Passage to read »
** Start **
As the crammed boat puffed up the rippling waters of New York City's East
River on June 15, 1904, more than a thousand
passengers, mostly women and
children, basked contentedly in the bright sun.
A slight breeze wafted a smoke trail downstream as the sleek paddlewheel
steamer, the biggest and fas**** in New York waters, headed for Hell Gate
and Long Island Sound.
Below decks, a 14-year-old boy ran from his playmates in an impromptu game
of hide-and-seek.
"You won"t find me!" he shouted. "You won"t find me till we get to Long
Island!"
The boy's friends didn"t find him. Soon they gave up and turned to other
games.
Still, the youngster wandered aimlessly below deck, unaware that the game
was over.
Ironically, he would be one of the few to survive the impending disaster,
for he was the first to notice the flames creeping upward.
He saw them and felt their heat as he rounded a corner in the darkness. As
the flames sprang out at him he jumped back and raced upstairs toward the
pilothouse.
"FIRE!" he shouted. "A fire in the storeroom!"
But the first mate sounded no alarm. 'shut up and mind your own business!"
he told the boy. He did follow the youngster, who ran far in front of him.
After gaping and cursing at the flames, he still failed to sound an alarm.
Finally he advised Captain William H. Van Shaick..
The Slocum's skipper went below to investigate. Flames were leaping
upward.
PERHAPS HE SHOULD FLOOD THE STOREROOM . . . A LAW REQUIRED THAT THERE BE A
STEAM-VALVE . . . SOMEWHERE . . . FOR JUST THAT PURPOSE . . . STILL . . .
THERE WAS NO STEAM-VALVE!"
The captain stood transfixed. Before he thought of sounding an alarm the
Slocum had traveled 27 blocks up the East River.
But his deadly blundering had just begun. Instead of
beaching the Slocum,
which was by now a pyre of flames, he swung her into deep water and up the
narrow channel.
With the steamer now running into the wind, flames began to consume her
lower deck.
The crew panicked.
Although maritime laws required mock exercises at least once a week, the
Slocum's crew had never had a fire drill, had never put water through a
fire hose, had never lowered a boat. Not one of them was a seaman.
When they finally rigged one hose, water pressure burst the rotted linen
apart in three places.
The Slocum had been sighted now and a fleet of tugs rattled toward her,
straining for a chance to help.
But the frightened crew of the steamer abandoned all responsibility. Most
broke ranks and jumped overboard.
Death now captained the ship.
A child shimmied to the top of the Slocum's flaming flagpole, falling into
the fire when the pole snapped in two.
A baby was born into the inferno and quickly died gasping for air, not
milk, from his mother's breast.
Men cursed Van Shaick, later found guilty of many infractions before this.
One father who had lost his child fired a revolver at the Captain,
narrowly missing him.
The flames spread. Screaming women and children found their clothes
aflame.
The whole lower deck became panic-stricken when three little girls, their
party dresses burning, leaped over the rail and floated by.
There was no one to offer help. None of the crew tried to launch a single
lifeboat.
The 10 life rafts aboard were wired to the deck and passengers struggled
to get them loose.
Nine-tenths of the life preservers were 13 years old, instead of the
prescribed maximum of seven years
They split in pieces as children tried to break the wires holding them.
When passengers did manage to launch one lifeboat, a fear-stricken deck
hand leaped into it and it capsized.
** End **
Listed records »
** Start **
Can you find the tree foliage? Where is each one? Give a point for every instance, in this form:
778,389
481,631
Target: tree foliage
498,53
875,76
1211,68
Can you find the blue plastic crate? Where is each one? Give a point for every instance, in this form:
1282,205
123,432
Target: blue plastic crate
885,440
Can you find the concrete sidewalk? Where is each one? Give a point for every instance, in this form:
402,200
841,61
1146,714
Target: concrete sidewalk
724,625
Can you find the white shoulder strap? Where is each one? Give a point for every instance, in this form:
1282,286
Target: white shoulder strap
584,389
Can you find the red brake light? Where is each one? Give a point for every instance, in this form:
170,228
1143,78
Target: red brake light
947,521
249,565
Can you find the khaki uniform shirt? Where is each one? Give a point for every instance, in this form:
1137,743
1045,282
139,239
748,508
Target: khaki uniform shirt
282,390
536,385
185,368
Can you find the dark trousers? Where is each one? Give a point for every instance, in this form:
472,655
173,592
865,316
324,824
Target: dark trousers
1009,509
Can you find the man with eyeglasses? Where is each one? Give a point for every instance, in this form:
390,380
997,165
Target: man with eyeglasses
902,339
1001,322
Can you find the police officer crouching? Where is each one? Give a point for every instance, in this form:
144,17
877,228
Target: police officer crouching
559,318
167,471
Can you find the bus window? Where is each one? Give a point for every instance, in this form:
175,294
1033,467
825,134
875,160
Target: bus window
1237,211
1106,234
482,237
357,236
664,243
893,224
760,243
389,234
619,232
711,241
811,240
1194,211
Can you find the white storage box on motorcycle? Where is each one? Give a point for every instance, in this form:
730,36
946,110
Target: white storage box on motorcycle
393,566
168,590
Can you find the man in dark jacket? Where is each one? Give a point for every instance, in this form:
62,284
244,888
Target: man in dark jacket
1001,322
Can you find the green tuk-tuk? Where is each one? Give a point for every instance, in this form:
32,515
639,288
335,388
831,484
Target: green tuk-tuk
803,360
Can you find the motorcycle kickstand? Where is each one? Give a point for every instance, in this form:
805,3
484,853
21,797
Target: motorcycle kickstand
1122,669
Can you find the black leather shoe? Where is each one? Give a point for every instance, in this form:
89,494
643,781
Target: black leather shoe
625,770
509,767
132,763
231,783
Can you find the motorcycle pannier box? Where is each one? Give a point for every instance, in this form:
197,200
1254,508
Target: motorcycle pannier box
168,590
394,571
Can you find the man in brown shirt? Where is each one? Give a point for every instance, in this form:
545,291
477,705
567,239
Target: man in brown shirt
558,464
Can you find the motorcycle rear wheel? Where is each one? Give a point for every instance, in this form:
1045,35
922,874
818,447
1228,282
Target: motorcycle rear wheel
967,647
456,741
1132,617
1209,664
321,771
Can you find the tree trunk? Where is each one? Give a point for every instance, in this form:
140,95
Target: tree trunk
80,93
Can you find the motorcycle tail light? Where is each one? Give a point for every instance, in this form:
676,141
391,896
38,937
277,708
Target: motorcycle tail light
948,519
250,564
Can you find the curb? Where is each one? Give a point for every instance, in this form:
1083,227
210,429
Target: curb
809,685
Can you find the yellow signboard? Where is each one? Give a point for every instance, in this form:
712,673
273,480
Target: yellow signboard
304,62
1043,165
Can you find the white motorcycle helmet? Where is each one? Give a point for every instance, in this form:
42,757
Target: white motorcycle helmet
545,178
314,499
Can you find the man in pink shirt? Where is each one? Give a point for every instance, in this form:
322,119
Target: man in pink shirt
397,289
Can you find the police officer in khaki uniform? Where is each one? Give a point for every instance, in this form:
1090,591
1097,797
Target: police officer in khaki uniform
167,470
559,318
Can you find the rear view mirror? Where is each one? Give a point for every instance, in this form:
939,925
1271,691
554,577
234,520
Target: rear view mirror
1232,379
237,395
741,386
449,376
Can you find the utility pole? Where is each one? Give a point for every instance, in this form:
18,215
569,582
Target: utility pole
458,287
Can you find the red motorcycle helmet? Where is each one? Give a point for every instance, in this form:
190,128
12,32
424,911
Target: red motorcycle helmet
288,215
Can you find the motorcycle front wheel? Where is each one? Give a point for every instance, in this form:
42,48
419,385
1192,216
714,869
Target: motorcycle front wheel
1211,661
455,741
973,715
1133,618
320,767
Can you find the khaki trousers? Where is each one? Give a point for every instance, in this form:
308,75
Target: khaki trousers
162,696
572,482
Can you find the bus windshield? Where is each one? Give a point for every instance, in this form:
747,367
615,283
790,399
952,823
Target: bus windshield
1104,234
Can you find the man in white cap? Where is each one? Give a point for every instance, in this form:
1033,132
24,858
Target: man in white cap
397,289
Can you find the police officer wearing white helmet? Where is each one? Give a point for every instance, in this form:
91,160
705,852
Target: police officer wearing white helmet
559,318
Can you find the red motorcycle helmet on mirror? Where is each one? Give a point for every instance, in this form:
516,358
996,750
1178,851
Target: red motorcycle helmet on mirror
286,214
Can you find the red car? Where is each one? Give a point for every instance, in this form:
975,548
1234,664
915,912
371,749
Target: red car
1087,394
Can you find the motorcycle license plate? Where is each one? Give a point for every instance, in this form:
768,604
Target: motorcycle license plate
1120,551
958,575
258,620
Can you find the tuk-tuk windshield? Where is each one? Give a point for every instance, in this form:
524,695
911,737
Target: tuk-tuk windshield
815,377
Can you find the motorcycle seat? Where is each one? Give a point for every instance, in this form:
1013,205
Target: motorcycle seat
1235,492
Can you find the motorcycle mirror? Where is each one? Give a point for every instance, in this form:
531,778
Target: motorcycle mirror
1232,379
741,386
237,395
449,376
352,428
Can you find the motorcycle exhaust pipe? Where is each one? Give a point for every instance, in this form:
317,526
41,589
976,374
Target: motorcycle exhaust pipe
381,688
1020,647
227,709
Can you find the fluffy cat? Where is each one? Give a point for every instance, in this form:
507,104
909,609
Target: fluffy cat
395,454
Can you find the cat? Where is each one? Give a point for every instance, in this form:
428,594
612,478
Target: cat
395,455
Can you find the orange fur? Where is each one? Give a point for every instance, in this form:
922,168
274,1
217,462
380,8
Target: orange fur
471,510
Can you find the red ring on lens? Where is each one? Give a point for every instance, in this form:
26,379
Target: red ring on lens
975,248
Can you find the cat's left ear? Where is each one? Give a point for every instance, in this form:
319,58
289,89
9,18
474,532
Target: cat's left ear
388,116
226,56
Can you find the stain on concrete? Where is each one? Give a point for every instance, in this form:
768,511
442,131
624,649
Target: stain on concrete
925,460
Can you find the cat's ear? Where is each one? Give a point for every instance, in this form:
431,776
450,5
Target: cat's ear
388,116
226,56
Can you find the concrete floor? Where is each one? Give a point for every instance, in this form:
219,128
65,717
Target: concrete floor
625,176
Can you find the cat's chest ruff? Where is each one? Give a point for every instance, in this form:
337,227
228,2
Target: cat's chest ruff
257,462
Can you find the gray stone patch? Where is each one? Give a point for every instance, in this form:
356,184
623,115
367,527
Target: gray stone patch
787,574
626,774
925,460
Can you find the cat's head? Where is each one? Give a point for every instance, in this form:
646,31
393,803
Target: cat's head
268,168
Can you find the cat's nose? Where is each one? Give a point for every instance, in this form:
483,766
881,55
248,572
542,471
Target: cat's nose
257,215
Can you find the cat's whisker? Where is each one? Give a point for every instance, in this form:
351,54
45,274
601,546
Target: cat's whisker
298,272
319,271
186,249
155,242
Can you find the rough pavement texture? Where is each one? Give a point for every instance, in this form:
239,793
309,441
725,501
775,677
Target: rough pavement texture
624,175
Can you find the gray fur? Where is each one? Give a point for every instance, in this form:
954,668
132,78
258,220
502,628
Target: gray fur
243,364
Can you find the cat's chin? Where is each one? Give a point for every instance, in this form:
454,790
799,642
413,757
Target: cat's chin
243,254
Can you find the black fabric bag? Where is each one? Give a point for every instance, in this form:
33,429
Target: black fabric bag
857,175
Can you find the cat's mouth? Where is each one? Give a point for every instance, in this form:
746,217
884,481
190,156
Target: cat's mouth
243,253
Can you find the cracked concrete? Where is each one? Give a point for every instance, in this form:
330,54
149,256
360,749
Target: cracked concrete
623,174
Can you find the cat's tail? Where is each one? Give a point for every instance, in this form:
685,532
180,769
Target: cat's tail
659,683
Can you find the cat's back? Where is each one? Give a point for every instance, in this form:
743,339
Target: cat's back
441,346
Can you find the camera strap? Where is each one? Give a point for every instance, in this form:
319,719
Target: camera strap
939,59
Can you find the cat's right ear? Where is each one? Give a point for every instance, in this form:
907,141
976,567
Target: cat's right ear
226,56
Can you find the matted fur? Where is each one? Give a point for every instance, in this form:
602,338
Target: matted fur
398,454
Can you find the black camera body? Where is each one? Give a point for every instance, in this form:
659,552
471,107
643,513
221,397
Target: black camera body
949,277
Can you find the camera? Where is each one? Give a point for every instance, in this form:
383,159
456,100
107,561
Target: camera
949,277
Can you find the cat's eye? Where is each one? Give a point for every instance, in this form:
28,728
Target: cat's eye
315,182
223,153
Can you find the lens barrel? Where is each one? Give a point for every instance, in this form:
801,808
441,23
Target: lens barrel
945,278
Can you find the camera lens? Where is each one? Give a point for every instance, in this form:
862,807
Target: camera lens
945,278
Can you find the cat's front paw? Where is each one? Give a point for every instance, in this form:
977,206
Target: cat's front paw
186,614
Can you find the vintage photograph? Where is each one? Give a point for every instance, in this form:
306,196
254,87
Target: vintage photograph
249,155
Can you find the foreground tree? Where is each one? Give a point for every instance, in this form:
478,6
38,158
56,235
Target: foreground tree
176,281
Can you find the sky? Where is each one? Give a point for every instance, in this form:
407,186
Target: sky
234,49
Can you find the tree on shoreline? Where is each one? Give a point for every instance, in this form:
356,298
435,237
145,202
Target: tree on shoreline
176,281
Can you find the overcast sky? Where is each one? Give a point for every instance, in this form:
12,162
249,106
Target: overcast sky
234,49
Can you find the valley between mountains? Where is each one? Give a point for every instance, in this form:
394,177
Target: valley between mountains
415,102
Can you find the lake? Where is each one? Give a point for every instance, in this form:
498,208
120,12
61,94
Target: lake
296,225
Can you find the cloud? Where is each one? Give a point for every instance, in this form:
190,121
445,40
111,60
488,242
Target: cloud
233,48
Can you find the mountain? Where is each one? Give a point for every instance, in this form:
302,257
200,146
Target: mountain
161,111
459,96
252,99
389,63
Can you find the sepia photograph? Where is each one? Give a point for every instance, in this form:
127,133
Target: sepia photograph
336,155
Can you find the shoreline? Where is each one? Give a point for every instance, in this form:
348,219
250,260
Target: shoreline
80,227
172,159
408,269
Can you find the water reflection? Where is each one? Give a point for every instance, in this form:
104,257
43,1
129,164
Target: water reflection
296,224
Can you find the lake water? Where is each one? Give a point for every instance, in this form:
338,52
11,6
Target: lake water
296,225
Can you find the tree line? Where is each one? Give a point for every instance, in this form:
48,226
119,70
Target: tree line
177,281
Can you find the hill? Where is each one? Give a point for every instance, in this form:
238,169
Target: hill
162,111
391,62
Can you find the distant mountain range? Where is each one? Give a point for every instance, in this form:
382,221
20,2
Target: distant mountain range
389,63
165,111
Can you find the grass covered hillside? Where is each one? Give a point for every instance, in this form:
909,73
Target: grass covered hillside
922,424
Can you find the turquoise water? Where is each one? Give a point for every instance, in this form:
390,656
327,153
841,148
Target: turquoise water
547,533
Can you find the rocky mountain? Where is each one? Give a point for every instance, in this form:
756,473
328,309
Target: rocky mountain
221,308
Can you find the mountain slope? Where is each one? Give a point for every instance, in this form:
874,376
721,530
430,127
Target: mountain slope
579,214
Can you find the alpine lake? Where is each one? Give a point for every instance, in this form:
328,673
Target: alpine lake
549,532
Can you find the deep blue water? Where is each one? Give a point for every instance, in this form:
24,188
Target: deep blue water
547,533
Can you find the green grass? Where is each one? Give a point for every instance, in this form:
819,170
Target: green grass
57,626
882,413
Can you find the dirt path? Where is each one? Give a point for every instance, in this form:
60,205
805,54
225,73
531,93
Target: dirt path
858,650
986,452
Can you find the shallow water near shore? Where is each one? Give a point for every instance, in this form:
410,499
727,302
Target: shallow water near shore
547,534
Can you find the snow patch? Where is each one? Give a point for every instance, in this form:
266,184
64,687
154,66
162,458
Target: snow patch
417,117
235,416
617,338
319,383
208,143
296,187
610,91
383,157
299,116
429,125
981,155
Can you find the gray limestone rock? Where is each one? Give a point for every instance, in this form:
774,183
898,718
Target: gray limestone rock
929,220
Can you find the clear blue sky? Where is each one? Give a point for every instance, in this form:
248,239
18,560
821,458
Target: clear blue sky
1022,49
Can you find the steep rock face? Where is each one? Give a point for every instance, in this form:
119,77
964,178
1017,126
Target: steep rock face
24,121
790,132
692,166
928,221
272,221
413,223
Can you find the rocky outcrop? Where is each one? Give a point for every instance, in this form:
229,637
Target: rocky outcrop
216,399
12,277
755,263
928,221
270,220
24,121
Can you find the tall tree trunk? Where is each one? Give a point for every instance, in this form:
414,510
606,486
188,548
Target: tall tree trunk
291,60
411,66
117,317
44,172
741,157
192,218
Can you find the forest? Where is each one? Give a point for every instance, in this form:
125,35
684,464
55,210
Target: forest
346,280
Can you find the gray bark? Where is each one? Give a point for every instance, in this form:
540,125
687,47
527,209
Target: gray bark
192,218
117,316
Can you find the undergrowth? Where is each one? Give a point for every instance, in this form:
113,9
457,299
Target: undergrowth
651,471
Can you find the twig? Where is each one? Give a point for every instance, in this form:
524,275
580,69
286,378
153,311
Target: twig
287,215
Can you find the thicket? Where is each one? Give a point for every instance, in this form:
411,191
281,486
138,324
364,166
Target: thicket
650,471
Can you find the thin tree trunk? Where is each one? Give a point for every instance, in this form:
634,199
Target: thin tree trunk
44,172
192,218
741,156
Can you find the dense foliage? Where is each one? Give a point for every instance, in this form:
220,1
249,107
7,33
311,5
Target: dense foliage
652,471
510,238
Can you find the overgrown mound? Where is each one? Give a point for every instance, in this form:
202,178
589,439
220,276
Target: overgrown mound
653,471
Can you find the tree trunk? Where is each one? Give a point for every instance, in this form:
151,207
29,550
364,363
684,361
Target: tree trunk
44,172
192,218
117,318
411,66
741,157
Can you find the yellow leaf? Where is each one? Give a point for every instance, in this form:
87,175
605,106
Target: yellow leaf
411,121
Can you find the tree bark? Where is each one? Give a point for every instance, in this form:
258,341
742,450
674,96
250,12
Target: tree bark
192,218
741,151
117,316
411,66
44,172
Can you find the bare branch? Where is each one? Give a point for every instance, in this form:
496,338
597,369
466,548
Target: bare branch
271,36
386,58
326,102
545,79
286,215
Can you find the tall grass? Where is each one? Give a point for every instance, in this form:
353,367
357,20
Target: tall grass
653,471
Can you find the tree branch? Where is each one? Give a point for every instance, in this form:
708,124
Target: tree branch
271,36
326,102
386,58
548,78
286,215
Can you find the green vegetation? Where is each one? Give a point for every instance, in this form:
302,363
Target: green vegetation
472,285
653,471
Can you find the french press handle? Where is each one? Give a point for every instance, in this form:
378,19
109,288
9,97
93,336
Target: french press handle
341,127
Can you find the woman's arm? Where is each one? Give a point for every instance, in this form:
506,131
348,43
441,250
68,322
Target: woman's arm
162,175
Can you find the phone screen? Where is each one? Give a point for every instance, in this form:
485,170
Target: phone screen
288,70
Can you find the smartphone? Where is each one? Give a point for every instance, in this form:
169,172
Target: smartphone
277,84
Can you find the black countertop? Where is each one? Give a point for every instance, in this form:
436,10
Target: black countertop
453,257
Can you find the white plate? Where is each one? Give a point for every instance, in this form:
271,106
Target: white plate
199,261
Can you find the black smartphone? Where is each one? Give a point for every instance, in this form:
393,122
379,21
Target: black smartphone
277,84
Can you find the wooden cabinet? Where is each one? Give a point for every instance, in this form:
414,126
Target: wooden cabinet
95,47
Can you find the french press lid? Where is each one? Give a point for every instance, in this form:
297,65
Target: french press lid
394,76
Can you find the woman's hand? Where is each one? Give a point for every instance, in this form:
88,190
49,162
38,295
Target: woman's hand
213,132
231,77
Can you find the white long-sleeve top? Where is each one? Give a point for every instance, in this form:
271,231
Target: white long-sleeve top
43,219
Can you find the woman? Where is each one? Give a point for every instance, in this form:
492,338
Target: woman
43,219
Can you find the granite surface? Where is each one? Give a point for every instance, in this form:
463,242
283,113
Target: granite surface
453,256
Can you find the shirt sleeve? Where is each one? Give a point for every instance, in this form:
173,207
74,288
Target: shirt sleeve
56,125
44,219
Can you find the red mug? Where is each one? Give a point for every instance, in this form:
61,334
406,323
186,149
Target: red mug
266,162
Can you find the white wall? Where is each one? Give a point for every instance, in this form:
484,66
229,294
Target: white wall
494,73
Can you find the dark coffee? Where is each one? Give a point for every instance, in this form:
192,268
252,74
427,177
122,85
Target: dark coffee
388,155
** End **
What you need to do »
**a.** Which lines of the rows contain "vintage"? Gather each such line, treating case as significant.
**b.** Extend the account of the 1904 Slocum steamboat fire, picking up after its final sentence.

Answers per task »
**a.**
Can you find the vintage photograph? Where is each one? Give a point for every instance, in this form:
Target: vintage photograph

**b.**
The panic intensified when a rail on the upper deck gave way.
Hundreds of women and children plunged into the water, clutching the
flaming rail.
Those who weren"t killed by the fall clung to defective life belts and
tried to swim through the tangled bodies to safety.
Above them a giant burst of flames enveloped all three decks on the
Slocum, rising 30 feet higher than the smokestack.
Children, on fire and screaming for their mothers, stumbled blindly into
more flames.
Women who could not swim threw their children overboard and leaped in
trying to save them.
Others huddled on the flaming deck as the fire ate its way toward them.
The ship traveled another mile before the captain finally beached her on
North Brother Island - three miles from where the fire was first reported.
But Captain Van Shaick ran the Slocum straight in, choosing the worst
possible landing position.
Flames separated the passengers from shore while deep water at the sides
and stern lapped around the blazing hull.
Had she been beached broadside, many passengers could have been saved.
At least 1031 people, mostly children, died that horrible morning.
"We couldn"t budge a thing on board," a bitter survivor told the coronor's
jury.
"I had to jump overboard without a life preserver."
"I tried to pull down three life rings," another survivor ****ified, "but
on each one the cork splattered in my face."
It was proved that a New York Harbor inspector had neglected to report
seven barrels packed with hay, which were in the storeroom, although hay
was prohibited by law aboard excursion steamers.
The jury was told that the storeroom door had been open because "the crew
liked to hang their wet laundry in the warmest place on the boat."
President Theodore Roosevelt appointed a commission which discovered that
an inspection had never been made of 268 vessels in New York Harbor.
They also learned that a third of these vessels had defective life
preservers, that a quarter had defective hoses and that not one vessel
complied fully with the law, despite the fact that every ship had a
certificate of inspection signed by New York officials.
Captain Van Shaick was sentenced to ten years in prison for his part in
the sordid affair.
The almost incredible negligence, which can only be touched upon here,
made the General Slocum holocaust America's worst peacetime ship disaster
and one of the worst of all maritime catastrophies, rivaling even the
Titanic sinking.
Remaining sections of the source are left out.